_AIM_. List every line below that contains the string "stone". Case counts, so count only matches with the same capitalization.

_PROVIDED DATA_.
_ _ _ _ _
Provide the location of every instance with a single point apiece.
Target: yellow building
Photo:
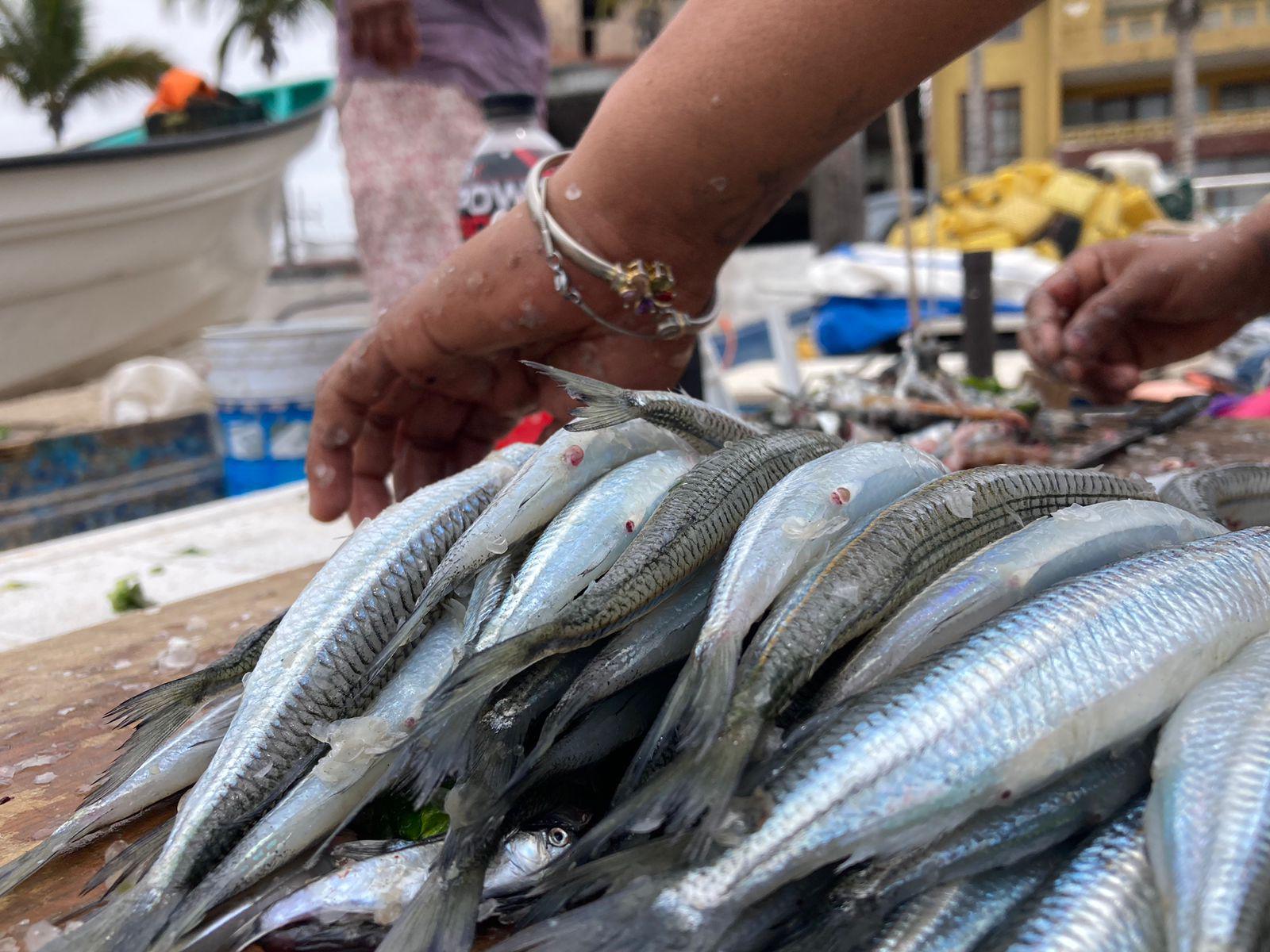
(1079, 76)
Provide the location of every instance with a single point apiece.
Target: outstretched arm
(691, 152)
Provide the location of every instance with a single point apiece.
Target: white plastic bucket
(264, 378)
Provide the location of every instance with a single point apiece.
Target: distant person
(414, 74)
(698, 144)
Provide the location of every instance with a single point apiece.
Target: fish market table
(54, 742)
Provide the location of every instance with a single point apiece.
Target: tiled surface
(63, 585)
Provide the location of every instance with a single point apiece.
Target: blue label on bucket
(264, 443)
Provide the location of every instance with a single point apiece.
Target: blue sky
(190, 36)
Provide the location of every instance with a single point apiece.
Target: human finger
(346, 393)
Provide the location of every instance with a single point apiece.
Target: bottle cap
(502, 106)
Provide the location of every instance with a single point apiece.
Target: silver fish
(560, 469)
(841, 598)
(660, 638)
(1070, 543)
(310, 670)
(380, 888)
(1208, 816)
(795, 524)
(356, 765)
(1103, 900)
(164, 708)
(1081, 668)
(956, 916)
(1001, 835)
(694, 522)
(175, 766)
(1238, 493)
(583, 541)
(705, 427)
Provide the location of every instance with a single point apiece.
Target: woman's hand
(1118, 309)
(429, 390)
(384, 32)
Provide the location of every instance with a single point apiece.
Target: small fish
(583, 541)
(560, 469)
(1237, 494)
(1070, 543)
(1103, 900)
(1001, 835)
(378, 889)
(1085, 666)
(357, 762)
(842, 598)
(958, 916)
(795, 524)
(489, 589)
(171, 767)
(310, 670)
(165, 708)
(660, 638)
(692, 524)
(705, 427)
(1208, 816)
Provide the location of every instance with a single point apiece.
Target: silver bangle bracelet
(645, 289)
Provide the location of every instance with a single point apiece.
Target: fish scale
(1103, 900)
(844, 597)
(1208, 816)
(1210, 492)
(694, 522)
(1111, 653)
(305, 674)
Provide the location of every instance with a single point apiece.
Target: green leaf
(986, 385)
(393, 816)
(127, 596)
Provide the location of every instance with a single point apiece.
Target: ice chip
(179, 655)
(962, 501)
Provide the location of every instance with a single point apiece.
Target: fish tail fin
(22, 869)
(567, 885)
(148, 738)
(690, 789)
(442, 916)
(630, 920)
(602, 404)
(127, 923)
(694, 712)
(182, 695)
(133, 861)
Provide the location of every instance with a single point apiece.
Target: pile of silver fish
(683, 685)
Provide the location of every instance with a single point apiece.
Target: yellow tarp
(1032, 203)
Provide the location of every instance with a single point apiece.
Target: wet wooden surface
(52, 696)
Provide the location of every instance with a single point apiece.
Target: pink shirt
(480, 46)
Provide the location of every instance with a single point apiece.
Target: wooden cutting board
(52, 697)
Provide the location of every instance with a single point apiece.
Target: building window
(1005, 127)
(1142, 29)
(1244, 95)
(1090, 111)
(1015, 31)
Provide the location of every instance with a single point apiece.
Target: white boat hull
(110, 254)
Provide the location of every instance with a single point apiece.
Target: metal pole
(978, 336)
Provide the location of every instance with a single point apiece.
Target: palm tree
(262, 21)
(1184, 16)
(44, 57)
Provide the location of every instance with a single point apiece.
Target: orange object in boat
(175, 89)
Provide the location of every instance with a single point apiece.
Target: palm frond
(118, 67)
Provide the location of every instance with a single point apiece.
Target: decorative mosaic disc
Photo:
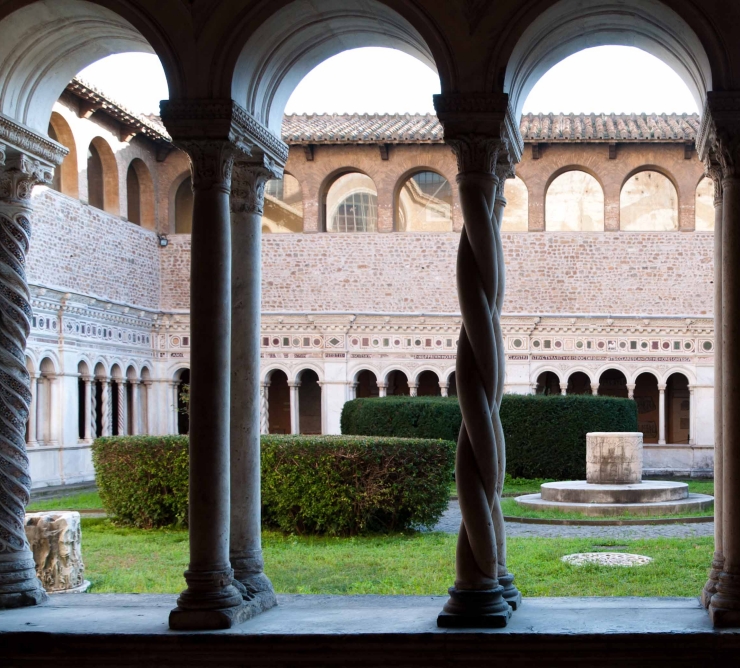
(606, 559)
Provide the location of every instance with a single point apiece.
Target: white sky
(373, 80)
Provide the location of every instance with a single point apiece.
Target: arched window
(425, 204)
(516, 213)
(184, 207)
(95, 190)
(352, 204)
(704, 211)
(574, 203)
(283, 205)
(648, 203)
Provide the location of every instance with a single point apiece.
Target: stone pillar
(295, 415)
(245, 552)
(207, 131)
(135, 407)
(481, 133)
(661, 413)
(19, 172)
(86, 402)
(105, 407)
(32, 424)
(265, 408)
(715, 173)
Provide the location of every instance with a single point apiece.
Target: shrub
(310, 484)
(545, 435)
(348, 485)
(143, 480)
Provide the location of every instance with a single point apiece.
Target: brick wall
(607, 273)
(80, 248)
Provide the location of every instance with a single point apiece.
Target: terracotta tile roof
(425, 128)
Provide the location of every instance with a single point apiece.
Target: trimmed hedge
(337, 485)
(545, 435)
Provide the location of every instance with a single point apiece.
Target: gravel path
(450, 523)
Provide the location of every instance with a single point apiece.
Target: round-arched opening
(351, 204)
(578, 383)
(424, 203)
(278, 398)
(367, 385)
(516, 214)
(648, 202)
(646, 397)
(398, 384)
(570, 26)
(428, 384)
(613, 383)
(704, 206)
(548, 384)
(283, 211)
(65, 175)
(140, 194)
(309, 403)
(574, 202)
(677, 410)
(184, 207)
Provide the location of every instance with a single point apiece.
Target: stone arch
(140, 194)
(423, 203)
(570, 26)
(65, 175)
(704, 205)
(648, 201)
(565, 212)
(43, 45)
(277, 54)
(102, 177)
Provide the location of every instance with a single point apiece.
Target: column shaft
(247, 200)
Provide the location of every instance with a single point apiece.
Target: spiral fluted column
(19, 585)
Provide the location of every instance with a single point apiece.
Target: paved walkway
(450, 523)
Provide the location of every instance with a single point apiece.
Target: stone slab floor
(131, 630)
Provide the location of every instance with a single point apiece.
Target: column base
(19, 586)
(475, 609)
(511, 594)
(724, 607)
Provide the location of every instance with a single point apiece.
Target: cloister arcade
(231, 67)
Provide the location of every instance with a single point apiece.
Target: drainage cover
(606, 559)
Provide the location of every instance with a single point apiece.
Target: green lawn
(131, 560)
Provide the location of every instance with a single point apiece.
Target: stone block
(614, 458)
(56, 543)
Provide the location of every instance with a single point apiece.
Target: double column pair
(487, 144)
(232, 157)
(718, 144)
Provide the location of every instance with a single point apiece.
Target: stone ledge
(125, 630)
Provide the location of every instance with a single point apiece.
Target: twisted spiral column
(19, 585)
(477, 593)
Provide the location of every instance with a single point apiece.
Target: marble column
(87, 400)
(715, 173)
(19, 172)
(247, 202)
(661, 413)
(265, 408)
(210, 600)
(474, 127)
(295, 413)
(32, 424)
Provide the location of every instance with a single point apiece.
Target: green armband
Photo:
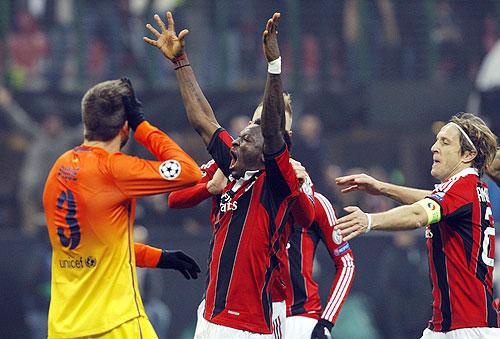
(432, 208)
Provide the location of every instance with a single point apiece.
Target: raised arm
(199, 112)
(273, 110)
(370, 185)
(494, 169)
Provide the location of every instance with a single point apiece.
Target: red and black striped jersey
(192, 196)
(251, 216)
(461, 249)
(302, 213)
(303, 298)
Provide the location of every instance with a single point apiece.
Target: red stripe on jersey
(460, 246)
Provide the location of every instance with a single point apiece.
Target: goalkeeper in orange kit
(89, 203)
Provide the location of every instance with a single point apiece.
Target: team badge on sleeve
(170, 169)
(336, 237)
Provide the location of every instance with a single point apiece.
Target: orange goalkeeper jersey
(89, 203)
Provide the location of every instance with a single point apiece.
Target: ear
(469, 156)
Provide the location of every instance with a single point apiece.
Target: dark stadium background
(368, 101)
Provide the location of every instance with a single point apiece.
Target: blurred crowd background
(371, 82)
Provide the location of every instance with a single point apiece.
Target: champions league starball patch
(170, 169)
(336, 237)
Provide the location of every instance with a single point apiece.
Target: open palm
(167, 41)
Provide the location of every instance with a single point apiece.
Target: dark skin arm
(273, 110)
(199, 112)
(494, 169)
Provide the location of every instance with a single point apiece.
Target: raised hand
(270, 39)
(353, 224)
(171, 45)
(359, 182)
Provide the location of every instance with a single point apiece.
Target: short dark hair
(103, 113)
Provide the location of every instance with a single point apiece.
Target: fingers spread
(349, 189)
(153, 30)
(149, 41)
(170, 21)
(160, 22)
(183, 34)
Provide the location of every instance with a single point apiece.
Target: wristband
(432, 209)
(274, 67)
(370, 224)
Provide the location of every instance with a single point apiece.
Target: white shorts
(279, 319)
(298, 327)
(207, 330)
(464, 333)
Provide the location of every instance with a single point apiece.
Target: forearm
(189, 197)
(400, 219)
(404, 195)
(199, 112)
(494, 169)
(273, 114)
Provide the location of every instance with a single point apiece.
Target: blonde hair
(482, 139)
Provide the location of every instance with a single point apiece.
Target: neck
(111, 146)
(458, 168)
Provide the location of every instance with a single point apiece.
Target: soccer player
(459, 228)
(494, 169)
(89, 203)
(255, 203)
(305, 318)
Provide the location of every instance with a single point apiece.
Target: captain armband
(432, 208)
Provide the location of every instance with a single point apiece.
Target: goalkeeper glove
(133, 107)
(179, 261)
(322, 330)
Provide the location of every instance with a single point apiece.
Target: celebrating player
(89, 203)
(255, 203)
(459, 228)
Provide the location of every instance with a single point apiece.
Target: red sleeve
(341, 254)
(303, 209)
(146, 256)
(192, 196)
(139, 177)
_ _ _ _ _
_THE ANSWER_.
Target: stone pillar
Target: stone arch
Target: stone slab floor
Target: stone block
Target: stone ledge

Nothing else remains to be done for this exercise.